● What the task asks
Arrange every line of the records below as a Markdown table with two columns, Index and Content. Number each row in Index, put the line in Content, and omit blank lines.

((

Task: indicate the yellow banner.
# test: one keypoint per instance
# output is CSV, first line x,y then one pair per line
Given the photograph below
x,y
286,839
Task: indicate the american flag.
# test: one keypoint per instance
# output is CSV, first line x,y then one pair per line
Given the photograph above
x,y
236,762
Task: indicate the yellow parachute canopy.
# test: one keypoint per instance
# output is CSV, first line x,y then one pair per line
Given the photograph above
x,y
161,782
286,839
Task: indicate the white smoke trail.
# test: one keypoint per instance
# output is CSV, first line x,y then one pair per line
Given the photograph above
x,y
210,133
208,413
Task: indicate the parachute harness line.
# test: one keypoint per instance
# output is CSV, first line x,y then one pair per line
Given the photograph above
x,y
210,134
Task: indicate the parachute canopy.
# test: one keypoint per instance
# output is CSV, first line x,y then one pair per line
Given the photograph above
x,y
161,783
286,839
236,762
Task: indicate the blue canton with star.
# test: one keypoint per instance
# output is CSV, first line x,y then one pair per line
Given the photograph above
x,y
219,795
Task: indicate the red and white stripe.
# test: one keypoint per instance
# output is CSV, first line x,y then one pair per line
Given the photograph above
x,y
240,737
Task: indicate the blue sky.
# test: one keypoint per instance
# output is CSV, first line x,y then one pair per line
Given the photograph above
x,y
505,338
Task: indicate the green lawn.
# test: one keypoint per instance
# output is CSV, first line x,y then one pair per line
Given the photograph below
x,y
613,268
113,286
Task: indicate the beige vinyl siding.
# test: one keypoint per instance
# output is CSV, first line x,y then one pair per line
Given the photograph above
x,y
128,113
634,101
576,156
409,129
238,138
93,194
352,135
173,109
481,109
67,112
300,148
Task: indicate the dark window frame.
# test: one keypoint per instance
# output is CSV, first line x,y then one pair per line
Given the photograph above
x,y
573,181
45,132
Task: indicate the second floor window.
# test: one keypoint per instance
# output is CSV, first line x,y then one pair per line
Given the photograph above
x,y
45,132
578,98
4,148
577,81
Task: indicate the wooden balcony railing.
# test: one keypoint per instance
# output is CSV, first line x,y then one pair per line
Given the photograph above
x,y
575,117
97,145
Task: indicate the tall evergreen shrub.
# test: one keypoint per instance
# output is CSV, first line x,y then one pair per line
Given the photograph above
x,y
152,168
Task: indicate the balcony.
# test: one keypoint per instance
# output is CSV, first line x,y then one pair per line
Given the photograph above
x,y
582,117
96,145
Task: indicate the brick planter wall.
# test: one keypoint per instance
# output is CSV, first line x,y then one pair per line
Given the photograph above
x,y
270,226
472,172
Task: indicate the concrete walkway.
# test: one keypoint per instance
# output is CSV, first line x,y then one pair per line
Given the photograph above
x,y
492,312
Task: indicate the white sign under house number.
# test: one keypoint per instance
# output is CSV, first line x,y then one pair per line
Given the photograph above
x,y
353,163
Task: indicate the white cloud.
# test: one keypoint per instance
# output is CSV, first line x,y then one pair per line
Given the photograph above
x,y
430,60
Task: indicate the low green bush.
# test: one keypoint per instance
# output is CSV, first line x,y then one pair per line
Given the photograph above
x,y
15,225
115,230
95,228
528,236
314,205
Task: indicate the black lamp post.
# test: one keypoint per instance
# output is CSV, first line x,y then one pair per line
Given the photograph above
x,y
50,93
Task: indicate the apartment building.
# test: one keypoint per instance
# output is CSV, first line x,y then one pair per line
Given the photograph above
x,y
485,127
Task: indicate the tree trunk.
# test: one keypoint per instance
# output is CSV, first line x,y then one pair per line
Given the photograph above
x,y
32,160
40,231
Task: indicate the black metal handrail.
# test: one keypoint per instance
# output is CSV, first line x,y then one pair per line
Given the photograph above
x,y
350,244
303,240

))

● Result
| Index | Content |
|---|---|
| 1 | Task: indicate the yellow banner. |
| 2 | # test: one keypoint per instance |
| 3 | # output is CSV, first line x,y then one pair per line |
| 4 | Given the photograph below |
| 5 | x,y |
| 6 | 286,839 |
| 7 | Task: indicate the american flag. |
| 8 | # test: one keypoint per instance |
| 9 | # output is CSV, first line x,y then one pair per line |
| 10 | Given the photograph above |
| 11 | x,y |
| 12 | 236,762 |
| 13 | Task: indicate the yellow parachute canopy. |
| 14 | # test: one keypoint per instance |
| 15 | # output is CSV, first line x,y then one pair per line |
| 16 | Given the photograph above |
| 17 | x,y |
| 18 | 161,782 |
| 19 | 286,839 |
| 20 | Task: indicate the white smoke trail. |
| 21 | # test: one keypoint per instance |
| 22 | # output is CSV, first line x,y then one pair per line |
| 23 | Given the photograph above |
| 24 | x,y |
| 25 | 210,133 |
| 26 | 208,413 |
| 27 | Task: indicate the parachute harness line. |
| 28 | # test: one keypoint per instance |
| 29 | # output is CSV, first line x,y then one pair per line |
| 30 | Given the photograph above |
| 31 | x,y |
| 32 | 210,134 |
| 33 | Task: indicate the parachute canopy. |
| 34 | # test: one keypoint per instance |
| 35 | # output is CSV, first line x,y then one pair per line |
| 36 | Given the photograph above |
| 37 | x,y |
| 38 | 161,783 |
| 39 | 286,839 |
| 40 | 236,762 |
| 41 | Task: indicate the blue canton with star. |
| 42 | # test: one keypoint per instance |
| 43 | # output is CSV, first line x,y then one pair per line |
| 44 | Given the photograph above |
| 45 | x,y |
| 46 | 219,795 |
| 47 | Task: indicate the red and white stripe. |
| 48 | # test: one keypoint per instance |
| 49 | # output is CSV, first line x,y then one pair per line |
| 50 | Given the photograph above |
| 51 | x,y |
| 52 | 240,737 |
| 53 | Task: indicate the blue sky. |
| 54 | # test: one keypoint per instance |
| 55 | # output is CSV, first line x,y then one pair per line |
| 56 | Given the photograph above |
| 57 | x,y |
| 58 | 505,338 |
| 59 | Task: indicate the green lawn. |
| 60 | # test: one keypoint per instance |
| 61 | # output is CSV, first line x,y then one pair per line |
| 62 | Given the photograph below |
| 63 | x,y |
| 64 | 613,268 |
| 65 | 113,286 |
| 66 | Task: indicate the beige vinyl siding. |
| 67 | # test: one keypoint per instance |
| 68 | # output is CSV, first line x,y then one pair per line |
| 69 | Given the photograph above |
| 70 | x,y |
| 71 | 128,113 |
| 72 | 634,101 |
| 73 | 576,156 |
| 74 | 409,129 |
| 75 | 238,138 |
| 76 | 93,194 |
| 77 | 352,135 |
| 78 | 173,109 |
| 79 | 481,109 |
| 80 | 67,112 |
| 81 | 300,148 |
| 82 | Task: indicate the dark window frame. |
| 83 | # test: one keypoint per instance |
| 84 | # output is CSV, first line x,y then one pair per line |
| 85 | Given the photograph above |
| 86 | x,y |
| 87 | 573,181 |
| 88 | 45,132 |
| 89 | Task: indicate the second floor window. |
| 90 | # test: one keypoint per instance |
| 91 | # output is CSV, first line x,y then one pair per line |
| 92 | Given the photograph above |
| 93 | x,y |
| 94 | 45,132 |
| 95 | 578,98 |
| 96 | 4,148 |
| 97 | 577,81 |
| 98 | Task: indicate the wooden balcony railing. |
| 99 | # test: one keypoint per instance |
| 100 | # output is CSV, first line x,y then one pair per line |
| 101 | Given the photograph above |
| 102 | x,y |
| 103 | 575,117 |
| 104 | 97,145 |
| 105 | Task: indicate the tall evergreen shrub. |
| 106 | # test: one keypoint per instance |
| 107 | # output is CSV, first line x,y then one pair per line |
| 108 | Given the photograph above |
| 109 | x,y |
| 110 | 152,168 |
| 111 | Task: indicate the balcony. |
| 112 | # test: one keypoint per instance |
| 113 | # output is CSV, first line x,y then one pair per line |
| 114 | Given the photograph above |
| 115 | x,y |
| 116 | 582,117 |
| 117 | 96,145 |
| 118 | Task: indicate the brick planter wall. |
| 119 | # test: one keypoint per instance |
| 120 | # output is CSV, first line x,y then one pair per line |
| 121 | Given the photograph above |
| 122 | x,y |
| 123 | 270,226 |
| 124 | 472,172 |
| 125 | Task: indicate the concrete walkway. |
| 126 | # test: one keypoint per instance |
| 127 | # output is CSV, first line x,y then one pair per line |
| 128 | Given the photograph above |
| 129 | x,y |
| 130 | 492,312 |
| 131 | Task: indicate the white sign under house number. |
| 132 | # test: one keypoint per instance |
| 133 | # output is CSV, first line x,y then one pair per line |
| 134 | Given the photograph above |
| 135 | x,y |
| 136 | 353,163 |
| 137 | Task: indicate the white cloud. |
| 138 | # test: one keypoint per instance |
| 139 | # output is CSV, first line x,y then one pair per line |
| 140 | Given the photograph above |
| 141 | x,y |
| 142 | 430,60 |
| 143 | Task: indicate the low green bush. |
| 144 | # test: one keypoint per instance |
| 145 | # output is CSV, first line x,y then one pair per line |
| 146 | Given the photograph above |
| 147 | x,y |
| 148 | 15,225 |
| 149 | 115,230 |
| 150 | 95,228 |
| 151 | 528,236 |
| 152 | 314,205 |
| 153 | Task: indicate the black lamp post. |
| 154 | # test: one keypoint per instance |
| 155 | # output is CSV, first line x,y then one pair per line |
| 156 | Given the photograph above |
| 157 | x,y |
| 158 | 50,93 |
| 159 | Task: indicate the apartment building. |
| 160 | # test: one keypoint per instance |
| 161 | # output is CSV, first line x,y then one pair per line |
| 162 | Given the photograph above |
| 163 | x,y |
| 164 | 485,127 |
| 165 | Task: indicate the tree trunk. |
| 166 | # test: one keypoint per instance |
| 167 | # output is CSV, first line x,y then one pair per line |
| 168 | Given the photograph above |
| 169 | x,y |
| 170 | 32,160 |
| 171 | 40,231 |
| 172 | Task: indicate the black metal handrail. |
| 173 | # test: one keypoint per instance |
| 174 | # output is CSV, first line x,y then one pair per line |
| 175 | Given the photograph above |
| 176 | x,y |
| 177 | 350,244 |
| 178 | 303,240 |